Image-grounded pointing data:
□ □ □

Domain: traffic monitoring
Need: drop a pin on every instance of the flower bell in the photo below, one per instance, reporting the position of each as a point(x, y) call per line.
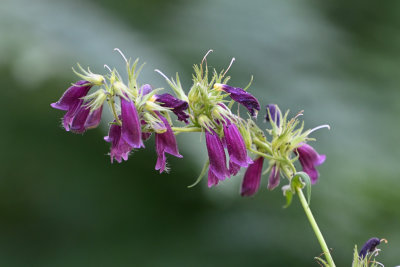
point(241, 96)
point(309, 159)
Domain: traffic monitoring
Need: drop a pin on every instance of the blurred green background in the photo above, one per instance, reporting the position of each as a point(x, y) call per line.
point(63, 204)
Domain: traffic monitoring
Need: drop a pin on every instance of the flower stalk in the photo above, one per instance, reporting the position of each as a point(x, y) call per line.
point(315, 227)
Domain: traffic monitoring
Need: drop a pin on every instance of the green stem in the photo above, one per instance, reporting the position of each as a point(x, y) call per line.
point(315, 227)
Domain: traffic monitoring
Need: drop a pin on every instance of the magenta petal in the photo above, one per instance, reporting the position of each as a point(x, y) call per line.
point(212, 179)
point(274, 178)
point(216, 155)
point(233, 168)
point(241, 96)
point(236, 147)
point(178, 106)
point(252, 178)
point(309, 159)
point(78, 123)
point(72, 95)
point(131, 128)
point(120, 149)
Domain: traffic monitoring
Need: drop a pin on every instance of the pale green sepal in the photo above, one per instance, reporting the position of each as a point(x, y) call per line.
point(203, 172)
point(287, 192)
point(305, 180)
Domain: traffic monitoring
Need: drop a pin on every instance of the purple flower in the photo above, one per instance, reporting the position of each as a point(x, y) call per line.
point(216, 155)
point(178, 106)
point(236, 147)
point(165, 143)
point(275, 114)
point(131, 129)
point(369, 246)
point(119, 146)
point(84, 119)
point(72, 101)
point(274, 176)
point(309, 159)
point(252, 177)
point(242, 97)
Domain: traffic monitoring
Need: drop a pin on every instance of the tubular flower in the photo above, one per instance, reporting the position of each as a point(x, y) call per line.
point(275, 114)
point(369, 246)
point(178, 106)
point(274, 176)
point(71, 101)
point(236, 147)
point(252, 177)
point(309, 159)
point(216, 156)
point(85, 119)
point(165, 143)
point(242, 97)
point(131, 127)
point(119, 146)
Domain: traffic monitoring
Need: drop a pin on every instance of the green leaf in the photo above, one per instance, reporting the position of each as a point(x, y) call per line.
point(203, 172)
point(299, 180)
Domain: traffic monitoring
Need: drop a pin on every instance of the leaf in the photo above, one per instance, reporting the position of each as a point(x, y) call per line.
point(203, 172)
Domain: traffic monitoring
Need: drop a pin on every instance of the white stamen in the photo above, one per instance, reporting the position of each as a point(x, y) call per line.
point(205, 57)
point(162, 74)
point(230, 65)
point(108, 68)
point(320, 127)
point(122, 54)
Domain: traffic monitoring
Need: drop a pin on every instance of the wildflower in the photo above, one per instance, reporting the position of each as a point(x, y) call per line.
point(369, 246)
point(252, 177)
point(273, 111)
point(72, 101)
point(85, 119)
point(309, 159)
point(242, 97)
point(120, 148)
point(236, 146)
point(216, 156)
point(131, 127)
point(274, 177)
point(165, 143)
point(178, 106)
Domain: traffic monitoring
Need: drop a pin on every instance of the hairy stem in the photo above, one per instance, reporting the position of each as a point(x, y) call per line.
point(315, 227)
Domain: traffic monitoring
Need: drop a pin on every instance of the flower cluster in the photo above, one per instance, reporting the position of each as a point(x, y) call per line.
point(232, 141)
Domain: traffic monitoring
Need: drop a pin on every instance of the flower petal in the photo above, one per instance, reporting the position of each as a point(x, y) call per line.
point(131, 128)
point(216, 155)
point(252, 178)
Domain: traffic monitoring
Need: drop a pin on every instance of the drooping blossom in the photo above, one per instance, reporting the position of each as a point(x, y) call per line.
point(165, 143)
point(241, 96)
point(72, 101)
point(216, 155)
point(274, 177)
point(275, 114)
point(236, 149)
point(85, 119)
point(120, 148)
point(252, 178)
point(309, 159)
point(131, 126)
point(369, 246)
point(178, 106)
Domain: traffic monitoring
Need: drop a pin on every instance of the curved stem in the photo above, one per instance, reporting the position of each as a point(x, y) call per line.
point(315, 227)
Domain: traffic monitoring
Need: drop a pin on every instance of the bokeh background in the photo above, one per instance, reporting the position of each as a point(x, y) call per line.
point(63, 204)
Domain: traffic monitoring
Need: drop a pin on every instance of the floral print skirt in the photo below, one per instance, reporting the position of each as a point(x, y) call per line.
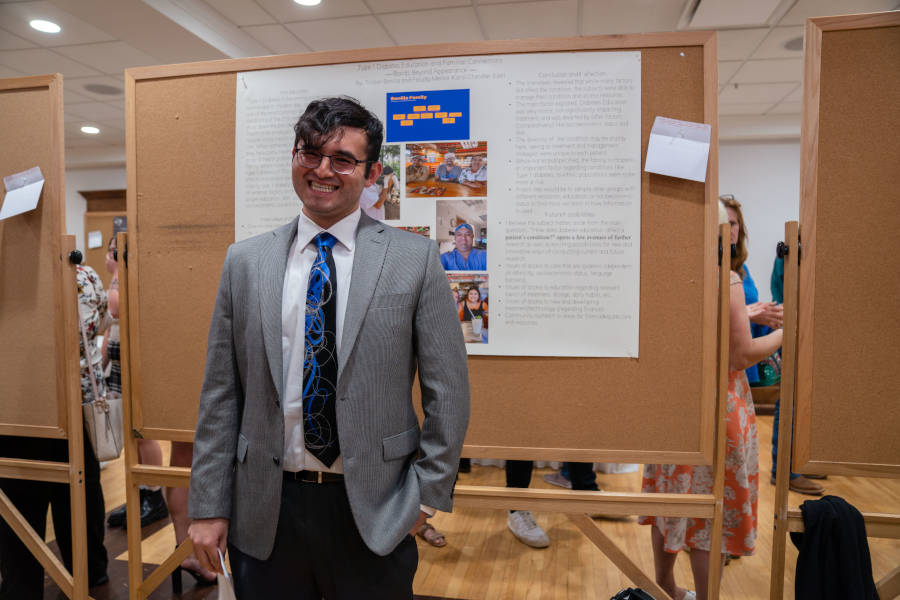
point(741, 483)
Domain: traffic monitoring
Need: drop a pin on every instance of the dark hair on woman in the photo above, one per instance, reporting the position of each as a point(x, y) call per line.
point(324, 118)
point(739, 255)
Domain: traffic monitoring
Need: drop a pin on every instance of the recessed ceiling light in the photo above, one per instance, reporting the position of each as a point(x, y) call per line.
point(45, 26)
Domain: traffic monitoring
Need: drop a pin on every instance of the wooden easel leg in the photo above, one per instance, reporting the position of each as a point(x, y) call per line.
point(618, 558)
point(155, 579)
point(132, 492)
point(37, 546)
point(786, 411)
point(888, 587)
point(74, 416)
point(715, 543)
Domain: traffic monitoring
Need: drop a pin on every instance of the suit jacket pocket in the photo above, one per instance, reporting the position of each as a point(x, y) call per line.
point(243, 444)
point(392, 301)
point(402, 444)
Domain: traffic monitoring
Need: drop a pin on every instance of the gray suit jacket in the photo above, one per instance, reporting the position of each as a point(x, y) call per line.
point(400, 318)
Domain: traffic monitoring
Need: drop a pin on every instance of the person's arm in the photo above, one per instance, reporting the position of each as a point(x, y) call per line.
point(215, 439)
point(444, 382)
point(745, 350)
point(766, 313)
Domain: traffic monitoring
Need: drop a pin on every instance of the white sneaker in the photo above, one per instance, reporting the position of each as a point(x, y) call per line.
point(524, 527)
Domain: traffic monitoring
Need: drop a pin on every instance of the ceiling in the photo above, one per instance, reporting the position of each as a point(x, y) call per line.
point(759, 78)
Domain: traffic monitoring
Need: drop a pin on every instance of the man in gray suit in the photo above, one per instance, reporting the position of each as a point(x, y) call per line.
point(306, 515)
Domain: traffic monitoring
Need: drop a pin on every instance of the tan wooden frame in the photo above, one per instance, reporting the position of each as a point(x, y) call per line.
point(715, 310)
point(799, 286)
point(809, 148)
point(68, 388)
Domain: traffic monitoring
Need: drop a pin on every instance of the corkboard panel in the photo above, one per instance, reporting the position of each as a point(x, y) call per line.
point(30, 321)
point(185, 223)
point(848, 377)
point(661, 403)
point(652, 403)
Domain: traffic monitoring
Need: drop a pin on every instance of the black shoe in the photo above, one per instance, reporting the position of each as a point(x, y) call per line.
point(117, 517)
point(153, 507)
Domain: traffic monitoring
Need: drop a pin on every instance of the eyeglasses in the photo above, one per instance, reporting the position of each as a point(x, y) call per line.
point(310, 159)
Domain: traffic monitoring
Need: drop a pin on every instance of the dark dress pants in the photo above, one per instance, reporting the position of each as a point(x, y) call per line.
point(319, 553)
point(23, 575)
point(518, 473)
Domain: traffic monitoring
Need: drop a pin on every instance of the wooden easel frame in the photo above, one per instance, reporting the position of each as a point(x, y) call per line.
point(67, 372)
point(713, 391)
point(799, 271)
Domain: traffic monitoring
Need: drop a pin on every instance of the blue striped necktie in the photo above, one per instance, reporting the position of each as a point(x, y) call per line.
point(320, 356)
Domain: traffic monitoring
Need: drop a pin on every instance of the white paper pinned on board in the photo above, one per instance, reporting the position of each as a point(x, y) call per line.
point(678, 149)
point(95, 239)
point(23, 190)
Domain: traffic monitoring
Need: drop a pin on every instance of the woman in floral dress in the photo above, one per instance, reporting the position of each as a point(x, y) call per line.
point(671, 534)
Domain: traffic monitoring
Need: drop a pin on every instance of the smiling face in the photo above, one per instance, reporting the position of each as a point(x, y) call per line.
point(463, 239)
point(327, 196)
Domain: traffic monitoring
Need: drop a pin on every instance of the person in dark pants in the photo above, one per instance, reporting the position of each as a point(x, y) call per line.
point(23, 575)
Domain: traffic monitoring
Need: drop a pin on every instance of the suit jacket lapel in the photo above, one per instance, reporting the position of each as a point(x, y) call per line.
point(273, 257)
point(368, 259)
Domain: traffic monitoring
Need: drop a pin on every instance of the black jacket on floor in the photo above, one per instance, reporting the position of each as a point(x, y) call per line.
point(834, 561)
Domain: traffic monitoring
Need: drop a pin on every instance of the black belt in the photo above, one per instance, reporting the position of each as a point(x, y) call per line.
point(313, 477)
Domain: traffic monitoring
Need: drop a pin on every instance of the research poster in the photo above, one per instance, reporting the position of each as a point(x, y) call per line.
point(525, 169)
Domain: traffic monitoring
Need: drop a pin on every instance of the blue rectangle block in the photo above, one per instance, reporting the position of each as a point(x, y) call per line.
point(427, 116)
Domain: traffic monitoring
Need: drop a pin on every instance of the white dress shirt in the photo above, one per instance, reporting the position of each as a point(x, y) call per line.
point(301, 257)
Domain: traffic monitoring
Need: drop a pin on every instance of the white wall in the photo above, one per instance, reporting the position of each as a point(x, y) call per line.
point(87, 180)
point(764, 177)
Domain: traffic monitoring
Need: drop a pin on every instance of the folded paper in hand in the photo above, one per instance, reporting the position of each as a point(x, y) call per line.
point(226, 586)
point(678, 149)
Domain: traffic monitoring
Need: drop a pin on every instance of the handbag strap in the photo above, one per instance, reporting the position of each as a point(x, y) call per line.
point(87, 358)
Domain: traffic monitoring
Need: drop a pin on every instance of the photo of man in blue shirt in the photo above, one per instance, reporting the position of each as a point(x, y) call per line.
point(465, 257)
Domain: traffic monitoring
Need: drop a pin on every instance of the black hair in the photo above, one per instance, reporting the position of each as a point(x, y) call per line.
point(324, 117)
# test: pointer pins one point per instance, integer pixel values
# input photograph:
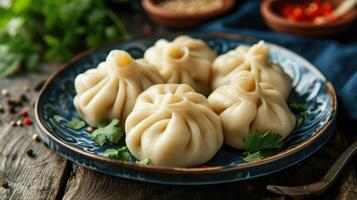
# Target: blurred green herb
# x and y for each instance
(108, 132)
(259, 145)
(119, 154)
(32, 31)
(76, 124)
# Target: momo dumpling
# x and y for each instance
(110, 90)
(173, 125)
(246, 105)
(254, 59)
(184, 60)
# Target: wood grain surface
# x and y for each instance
(38, 176)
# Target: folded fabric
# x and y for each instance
(337, 60)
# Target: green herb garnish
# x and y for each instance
(144, 162)
(298, 107)
(257, 141)
(259, 145)
(108, 132)
(76, 124)
(53, 30)
(119, 154)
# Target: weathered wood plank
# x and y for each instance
(26, 177)
(87, 184)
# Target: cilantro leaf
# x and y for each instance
(76, 124)
(298, 107)
(257, 141)
(146, 161)
(56, 30)
(111, 133)
(119, 154)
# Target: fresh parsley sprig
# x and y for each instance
(108, 132)
(259, 145)
(76, 124)
(118, 154)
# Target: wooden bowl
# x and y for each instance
(278, 23)
(182, 20)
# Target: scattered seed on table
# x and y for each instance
(39, 85)
(27, 88)
(90, 129)
(23, 98)
(19, 123)
(11, 109)
(14, 102)
(27, 121)
(36, 138)
(24, 113)
(30, 153)
(5, 92)
(4, 184)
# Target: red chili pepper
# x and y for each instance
(307, 12)
(27, 121)
(24, 113)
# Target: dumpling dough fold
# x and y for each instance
(245, 105)
(110, 90)
(173, 125)
(254, 59)
(184, 60)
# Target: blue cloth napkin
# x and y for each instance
(336, 59)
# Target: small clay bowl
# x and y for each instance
(178, 20)
(269, 10)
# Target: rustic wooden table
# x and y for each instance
(46, 175)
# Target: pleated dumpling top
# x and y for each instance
(110, 90)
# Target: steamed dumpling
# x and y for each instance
(245, 105)
(254, 59)
(184, 60)
(110, 90)
(173, 125)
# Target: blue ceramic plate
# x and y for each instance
(54, 108)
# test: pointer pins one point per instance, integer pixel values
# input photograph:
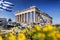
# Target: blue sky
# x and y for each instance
(51, 7)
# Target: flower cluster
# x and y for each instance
(36, 32)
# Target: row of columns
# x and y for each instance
(23, 18)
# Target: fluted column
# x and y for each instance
(21, 18)
(24, 18)
(30, 17)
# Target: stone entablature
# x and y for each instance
(32, 14)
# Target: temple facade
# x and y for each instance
(32, 15)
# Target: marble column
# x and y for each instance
(30, 17)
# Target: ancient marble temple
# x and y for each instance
(32, 15)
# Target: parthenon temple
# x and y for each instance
(32, 15)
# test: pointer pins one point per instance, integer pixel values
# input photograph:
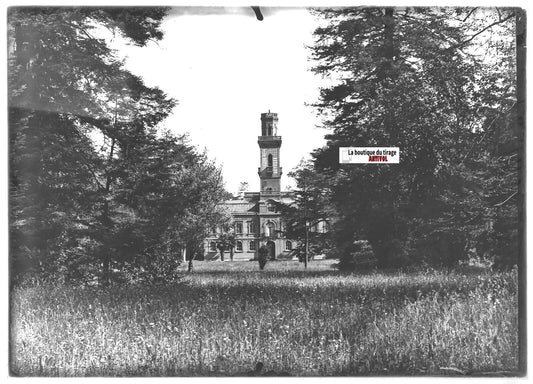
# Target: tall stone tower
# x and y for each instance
(269, 147)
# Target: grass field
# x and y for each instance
(226, 317)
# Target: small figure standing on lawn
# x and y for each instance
(263, 256)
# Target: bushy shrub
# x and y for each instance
(360, 257)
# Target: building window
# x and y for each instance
(252, 227)
(270, 229)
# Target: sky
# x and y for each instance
(225, 68)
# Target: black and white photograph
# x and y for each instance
(265, 190)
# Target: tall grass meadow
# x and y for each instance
(226, 317)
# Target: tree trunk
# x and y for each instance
(184, 254)
(520, 129)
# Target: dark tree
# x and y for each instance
(410, 78)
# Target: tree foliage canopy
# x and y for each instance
(95, 186)
(415, 78)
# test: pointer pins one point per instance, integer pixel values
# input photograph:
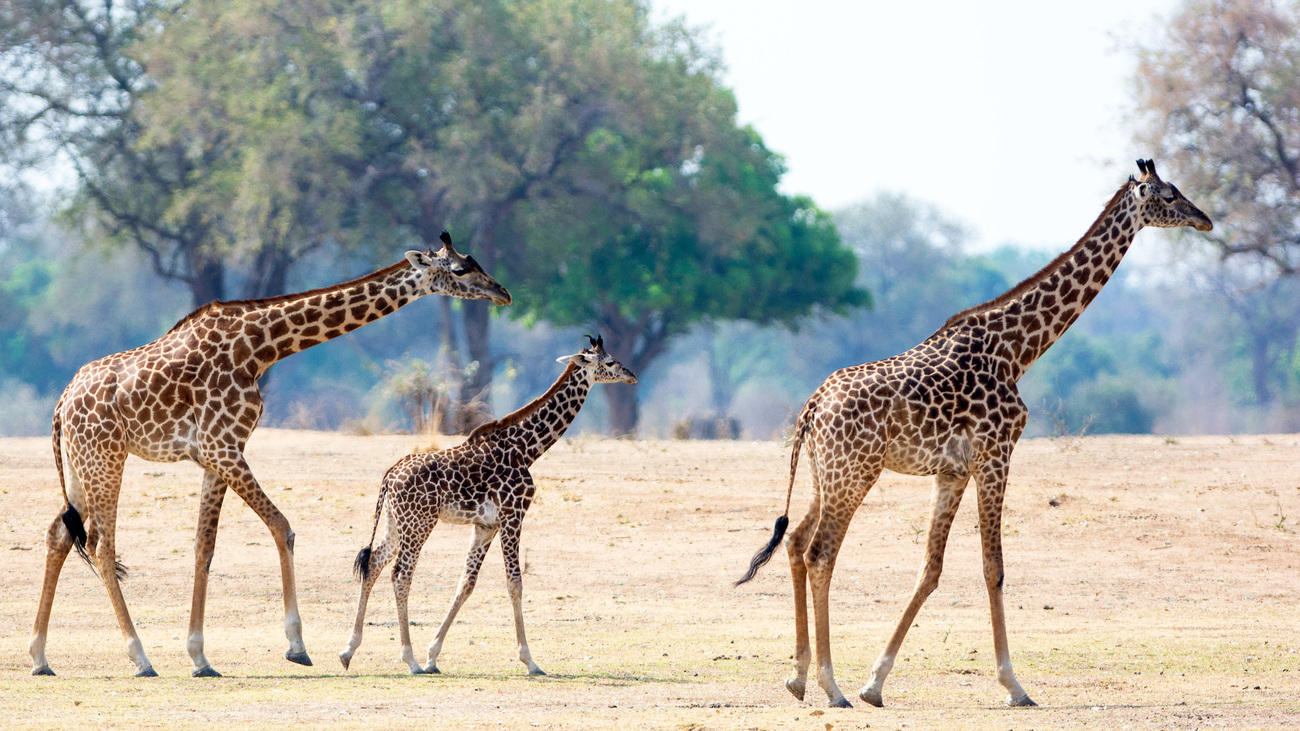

□ □ □

Only the lines containing the string "table" are needed; pull them out of the records.

* **EXERCISE ANSWER**
# Target: scattered seed on table
# Target: rustic wooden table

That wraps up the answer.